- TASK TO COMPLETE
Please copy the material word for word, from its first line up to and including the line that contains "M7 146L7 157L8".

<<<<

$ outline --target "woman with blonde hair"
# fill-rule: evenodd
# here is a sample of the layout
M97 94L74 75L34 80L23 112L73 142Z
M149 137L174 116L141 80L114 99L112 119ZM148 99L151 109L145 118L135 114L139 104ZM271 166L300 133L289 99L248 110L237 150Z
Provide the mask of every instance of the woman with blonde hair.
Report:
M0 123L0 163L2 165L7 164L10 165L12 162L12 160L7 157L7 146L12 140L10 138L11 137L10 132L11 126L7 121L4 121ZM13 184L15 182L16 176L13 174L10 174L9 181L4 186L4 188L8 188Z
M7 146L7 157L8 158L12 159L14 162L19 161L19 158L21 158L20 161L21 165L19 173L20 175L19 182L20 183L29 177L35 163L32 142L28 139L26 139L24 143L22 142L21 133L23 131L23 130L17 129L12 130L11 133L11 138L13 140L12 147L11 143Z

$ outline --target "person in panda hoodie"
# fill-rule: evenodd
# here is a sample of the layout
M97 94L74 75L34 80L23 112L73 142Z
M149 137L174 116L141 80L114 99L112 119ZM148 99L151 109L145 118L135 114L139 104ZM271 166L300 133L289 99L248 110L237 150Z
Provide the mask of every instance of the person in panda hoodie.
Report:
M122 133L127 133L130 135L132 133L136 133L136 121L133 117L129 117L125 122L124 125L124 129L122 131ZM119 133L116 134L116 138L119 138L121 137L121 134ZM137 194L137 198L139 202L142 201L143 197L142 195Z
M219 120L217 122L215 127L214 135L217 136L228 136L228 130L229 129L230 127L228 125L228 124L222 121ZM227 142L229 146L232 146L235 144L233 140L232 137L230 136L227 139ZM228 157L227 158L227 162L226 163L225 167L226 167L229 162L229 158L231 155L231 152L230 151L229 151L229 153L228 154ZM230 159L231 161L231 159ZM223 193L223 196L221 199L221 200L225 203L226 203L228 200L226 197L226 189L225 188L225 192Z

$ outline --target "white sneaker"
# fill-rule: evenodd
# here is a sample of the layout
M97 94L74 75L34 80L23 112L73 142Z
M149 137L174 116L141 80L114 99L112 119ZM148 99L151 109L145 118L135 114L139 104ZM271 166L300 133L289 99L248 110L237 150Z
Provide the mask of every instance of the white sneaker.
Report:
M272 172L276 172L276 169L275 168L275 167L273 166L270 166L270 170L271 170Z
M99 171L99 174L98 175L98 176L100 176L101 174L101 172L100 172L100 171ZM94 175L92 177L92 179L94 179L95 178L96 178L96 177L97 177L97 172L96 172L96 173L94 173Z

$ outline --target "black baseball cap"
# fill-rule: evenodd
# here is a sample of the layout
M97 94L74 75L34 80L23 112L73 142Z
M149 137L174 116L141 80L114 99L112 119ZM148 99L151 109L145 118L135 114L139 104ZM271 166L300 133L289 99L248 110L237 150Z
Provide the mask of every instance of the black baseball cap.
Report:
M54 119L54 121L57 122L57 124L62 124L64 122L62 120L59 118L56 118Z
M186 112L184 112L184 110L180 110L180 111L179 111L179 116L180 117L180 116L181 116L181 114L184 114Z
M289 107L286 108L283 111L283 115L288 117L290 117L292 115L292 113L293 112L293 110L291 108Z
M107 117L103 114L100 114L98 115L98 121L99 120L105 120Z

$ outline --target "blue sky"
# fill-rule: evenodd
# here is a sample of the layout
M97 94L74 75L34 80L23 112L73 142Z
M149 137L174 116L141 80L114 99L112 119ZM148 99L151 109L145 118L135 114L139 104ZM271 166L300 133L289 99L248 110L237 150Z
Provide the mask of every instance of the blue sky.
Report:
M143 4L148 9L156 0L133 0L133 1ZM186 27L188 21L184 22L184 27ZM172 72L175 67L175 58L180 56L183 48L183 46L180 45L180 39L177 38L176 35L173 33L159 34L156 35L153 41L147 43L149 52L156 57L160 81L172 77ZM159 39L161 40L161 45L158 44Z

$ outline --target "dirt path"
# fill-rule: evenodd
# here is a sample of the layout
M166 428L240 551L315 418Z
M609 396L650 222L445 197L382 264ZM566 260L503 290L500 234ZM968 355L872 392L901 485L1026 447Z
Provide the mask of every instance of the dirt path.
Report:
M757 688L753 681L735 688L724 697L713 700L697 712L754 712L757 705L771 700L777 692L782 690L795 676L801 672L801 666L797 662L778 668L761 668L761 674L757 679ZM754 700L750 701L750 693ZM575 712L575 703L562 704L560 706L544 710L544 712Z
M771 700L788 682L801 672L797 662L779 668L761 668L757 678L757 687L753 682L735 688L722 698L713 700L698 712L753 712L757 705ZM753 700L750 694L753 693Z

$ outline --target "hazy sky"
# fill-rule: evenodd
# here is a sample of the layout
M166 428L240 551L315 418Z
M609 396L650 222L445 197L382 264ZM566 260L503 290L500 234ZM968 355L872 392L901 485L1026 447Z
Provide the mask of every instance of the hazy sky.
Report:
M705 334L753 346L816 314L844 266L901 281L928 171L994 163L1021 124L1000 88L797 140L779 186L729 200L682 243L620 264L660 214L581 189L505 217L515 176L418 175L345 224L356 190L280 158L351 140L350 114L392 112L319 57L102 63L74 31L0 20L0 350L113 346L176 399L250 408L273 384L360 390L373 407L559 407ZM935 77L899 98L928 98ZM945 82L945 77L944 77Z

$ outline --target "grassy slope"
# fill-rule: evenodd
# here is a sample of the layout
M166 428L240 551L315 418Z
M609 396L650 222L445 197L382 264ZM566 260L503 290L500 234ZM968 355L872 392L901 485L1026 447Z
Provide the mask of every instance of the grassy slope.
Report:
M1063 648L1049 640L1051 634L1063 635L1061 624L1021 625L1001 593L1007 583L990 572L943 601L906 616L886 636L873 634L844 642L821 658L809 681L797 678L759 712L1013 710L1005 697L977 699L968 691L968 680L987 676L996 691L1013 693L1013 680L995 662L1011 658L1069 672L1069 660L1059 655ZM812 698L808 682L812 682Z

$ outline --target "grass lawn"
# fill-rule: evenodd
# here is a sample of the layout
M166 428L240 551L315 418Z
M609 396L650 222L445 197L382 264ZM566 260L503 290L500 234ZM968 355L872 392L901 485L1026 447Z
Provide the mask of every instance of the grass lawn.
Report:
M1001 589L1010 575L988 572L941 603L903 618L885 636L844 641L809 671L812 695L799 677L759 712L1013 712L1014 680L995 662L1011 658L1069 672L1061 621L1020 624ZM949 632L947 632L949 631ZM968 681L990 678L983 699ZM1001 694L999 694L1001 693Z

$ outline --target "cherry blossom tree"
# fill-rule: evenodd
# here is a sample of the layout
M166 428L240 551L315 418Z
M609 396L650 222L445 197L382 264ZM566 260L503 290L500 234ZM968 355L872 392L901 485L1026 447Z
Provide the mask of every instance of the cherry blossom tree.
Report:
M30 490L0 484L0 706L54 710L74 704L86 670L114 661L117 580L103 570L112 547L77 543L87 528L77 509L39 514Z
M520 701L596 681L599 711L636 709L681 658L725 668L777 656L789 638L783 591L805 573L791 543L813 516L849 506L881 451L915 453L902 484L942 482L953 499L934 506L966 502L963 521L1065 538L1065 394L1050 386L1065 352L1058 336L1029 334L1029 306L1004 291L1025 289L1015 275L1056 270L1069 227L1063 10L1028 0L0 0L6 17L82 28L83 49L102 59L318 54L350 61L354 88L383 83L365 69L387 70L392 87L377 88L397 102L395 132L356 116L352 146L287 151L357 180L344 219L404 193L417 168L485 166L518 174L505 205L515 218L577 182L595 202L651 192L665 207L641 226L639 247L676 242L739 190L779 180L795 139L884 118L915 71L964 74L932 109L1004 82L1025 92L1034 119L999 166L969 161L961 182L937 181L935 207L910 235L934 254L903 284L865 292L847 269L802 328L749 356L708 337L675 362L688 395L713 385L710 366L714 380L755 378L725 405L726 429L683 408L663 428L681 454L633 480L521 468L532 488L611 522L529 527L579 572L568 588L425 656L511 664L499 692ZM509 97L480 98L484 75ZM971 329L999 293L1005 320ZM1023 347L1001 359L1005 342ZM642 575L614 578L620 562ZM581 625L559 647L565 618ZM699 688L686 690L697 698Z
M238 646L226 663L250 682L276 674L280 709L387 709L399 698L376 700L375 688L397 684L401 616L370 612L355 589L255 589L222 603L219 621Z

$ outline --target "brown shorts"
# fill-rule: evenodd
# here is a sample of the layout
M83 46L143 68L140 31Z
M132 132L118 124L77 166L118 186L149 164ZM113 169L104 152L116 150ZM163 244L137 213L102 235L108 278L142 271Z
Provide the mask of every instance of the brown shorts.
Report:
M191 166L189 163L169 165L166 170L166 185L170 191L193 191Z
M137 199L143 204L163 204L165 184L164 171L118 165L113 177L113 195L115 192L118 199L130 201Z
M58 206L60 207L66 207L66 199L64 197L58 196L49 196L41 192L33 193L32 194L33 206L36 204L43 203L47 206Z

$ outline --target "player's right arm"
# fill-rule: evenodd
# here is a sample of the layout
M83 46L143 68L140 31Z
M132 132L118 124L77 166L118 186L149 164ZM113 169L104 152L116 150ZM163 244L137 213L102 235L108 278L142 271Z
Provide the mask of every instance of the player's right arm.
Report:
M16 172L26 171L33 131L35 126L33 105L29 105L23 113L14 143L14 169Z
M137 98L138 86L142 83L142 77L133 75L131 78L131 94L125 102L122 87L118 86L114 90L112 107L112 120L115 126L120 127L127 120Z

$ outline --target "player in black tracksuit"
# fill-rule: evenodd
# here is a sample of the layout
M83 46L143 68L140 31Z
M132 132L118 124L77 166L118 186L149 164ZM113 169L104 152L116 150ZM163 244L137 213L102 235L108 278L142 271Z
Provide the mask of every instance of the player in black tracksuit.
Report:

>>>>

- ANSWER TO THE EXERCISE
$ outline --target "woman with blonde hair"
# fill-rule: evenodd
# here is a sample of the layout
M97 94L74 75L34 80L23 112L73 142Z
M149 137L174 116L141 80L114 99L112 119ZM148 99L151 109L145 118L135 114L139 104ZM271 166L300 133L289 99L248 110L237 150Z
Provide the mask of every instance of the woman with blonde hair.
Report:
M0 123L0 163L2 165L7 164L10 165L12 162L12 160L7 157L7 146L12 140L10 138L11 137L10 132L11 126L7 121L4 121ZM13 184L15 182L16 176L13 174L10 174L9 181L4 186L4 188L8 188Z
M7 146L7 157L8 158L12 159L14 162L19 161L19 158L21 158L20 161L21 165L19 173L20 175L19 182L20 183L29 177L35 163L32 142L28 139L26 139L24 143L22 142L21 133L23 131L23 130L17 129L12 130L11 133L11 138L13 140L12 147L11 143Z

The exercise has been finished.